## DATA
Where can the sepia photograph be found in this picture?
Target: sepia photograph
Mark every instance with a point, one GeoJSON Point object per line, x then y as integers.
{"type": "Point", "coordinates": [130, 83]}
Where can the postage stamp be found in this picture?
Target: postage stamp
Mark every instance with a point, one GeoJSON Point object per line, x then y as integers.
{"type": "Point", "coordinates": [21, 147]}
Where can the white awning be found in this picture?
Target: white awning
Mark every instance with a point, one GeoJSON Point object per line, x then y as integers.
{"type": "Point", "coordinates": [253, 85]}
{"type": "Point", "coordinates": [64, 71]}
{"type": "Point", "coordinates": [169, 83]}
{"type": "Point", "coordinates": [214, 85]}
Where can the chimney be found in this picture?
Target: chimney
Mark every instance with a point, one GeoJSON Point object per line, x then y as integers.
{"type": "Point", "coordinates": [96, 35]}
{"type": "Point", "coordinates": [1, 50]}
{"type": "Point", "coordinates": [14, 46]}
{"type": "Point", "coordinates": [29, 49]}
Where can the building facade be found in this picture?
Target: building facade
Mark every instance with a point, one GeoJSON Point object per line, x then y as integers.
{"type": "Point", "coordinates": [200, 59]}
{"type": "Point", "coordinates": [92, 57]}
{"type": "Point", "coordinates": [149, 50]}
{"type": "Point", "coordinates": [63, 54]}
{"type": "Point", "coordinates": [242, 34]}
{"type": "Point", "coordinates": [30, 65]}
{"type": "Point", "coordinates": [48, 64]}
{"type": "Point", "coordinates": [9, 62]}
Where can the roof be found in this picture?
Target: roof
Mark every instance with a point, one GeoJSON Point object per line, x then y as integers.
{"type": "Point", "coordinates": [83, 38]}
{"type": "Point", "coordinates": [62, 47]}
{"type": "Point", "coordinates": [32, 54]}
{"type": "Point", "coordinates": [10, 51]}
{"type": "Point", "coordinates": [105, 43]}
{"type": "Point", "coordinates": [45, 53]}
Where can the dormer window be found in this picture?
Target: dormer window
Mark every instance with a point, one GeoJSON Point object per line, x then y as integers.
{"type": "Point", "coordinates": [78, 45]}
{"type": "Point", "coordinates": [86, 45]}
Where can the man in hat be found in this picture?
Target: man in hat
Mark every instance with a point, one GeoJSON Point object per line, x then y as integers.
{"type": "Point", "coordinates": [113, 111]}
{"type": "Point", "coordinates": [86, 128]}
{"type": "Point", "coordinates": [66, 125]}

## GIVEN INSTRUCTION
Rewrite all of the material above, swapping "every instance" for "each occurrence" at each place it occurs and leaving everything else unchanged.

## ANSWER IN FULL
Where can the sepia photograph be found in this picture?
Target: sepia photograph
Mark each occurrence with a point, one GeoJSON Point object per line, x then y as integers.
{"type": "Point", "coordinates": [130, 83]}
Where can the postage stamp be found in this picture?
Target: postage stamp
Mark each occurrence with a point, one GeoJSON Point object per line, x then y as integers.
{"type": "Point", "coordinates": [21, 147]}
Where can the white awning be found in this picture?
Target: white awning
Mark each occurrence with a point, one GeoJSON Point object per line, x then y as integers.
{"type": "Point", "coordinates": [253, 85]}
{"type": "Point", "coordinates": [64, 71]}
{"type": "Point", "coordinates": [169, 83]}
{"type": "Point", "coordinates": [214, 85]}
Where can the chimney be found in this picture?
Target: chimney
Mark each occurrence with a point, one GeoJSON Point object per line, x then y as integers.
{"type": "Point", "coordinates": [96, 35]}
{"type": "Point", "coordinates": [1, 50]}
{"type": "Point", "coordinates": [14, 46]}
{"type": "Point", "coordinates": [29, 49]}
Where can the building facade be found in this picture?
Target: building facade
Mark each occurrence with a point, one GeoJSON Point object per line, x then y as integers.
{"type": "Point", "coordinates": [200, 59]}
{"type": "Point", "coordinates": [92, 57]}
{"type": "Point", "coordinates": [149, 50]}
{"type": "Point", "coordinates": [63, 54]}
{"type": "Point", "coordinates": [242, 34]}
{"type": "Point", "coordinates": [30, 65]}
{"type": "Point", "coordinates": [48, 64]}
{"type": "Point", "coordinates": [9, 62]}
Where can the roof be found in this picture?
Target: roof
Mark each occurrence with a point, one GeoJSON Point object per line, x then y as integers.
{"type": "Point", "coordinates": [83, 38]}
{"type": "Point", "coordinates": [62, 47]}
{"type": "Point", "coordinates": [32, 54]}
{"type": "Point", "coordinates": [10, 51]}
{"type": "Point", "coordinates": [105, 43]}
{"type": "Point", "coordinates": [45, 53]}
Where can the dormer window be found in this picture?
Target: dormer window
Mark each occurrence with a point, one GeoJSON Point object per line, x then y as integers.
{"type": "Point", "coordinates": [78, 45]}
{"type": "Point", "coordinates": [86, 45]}
Where can the man in hat be found in this picture?
Target: man in hat
Mark each occurrence with a point, one GeoJSON Point object per line, x then y as integers.
{"type": "Point", "coordinates": [113, 111]}
{"type": "Point", "coordinates": [86, 128]}
{"type": "Point", "coordinates": [66, 125]}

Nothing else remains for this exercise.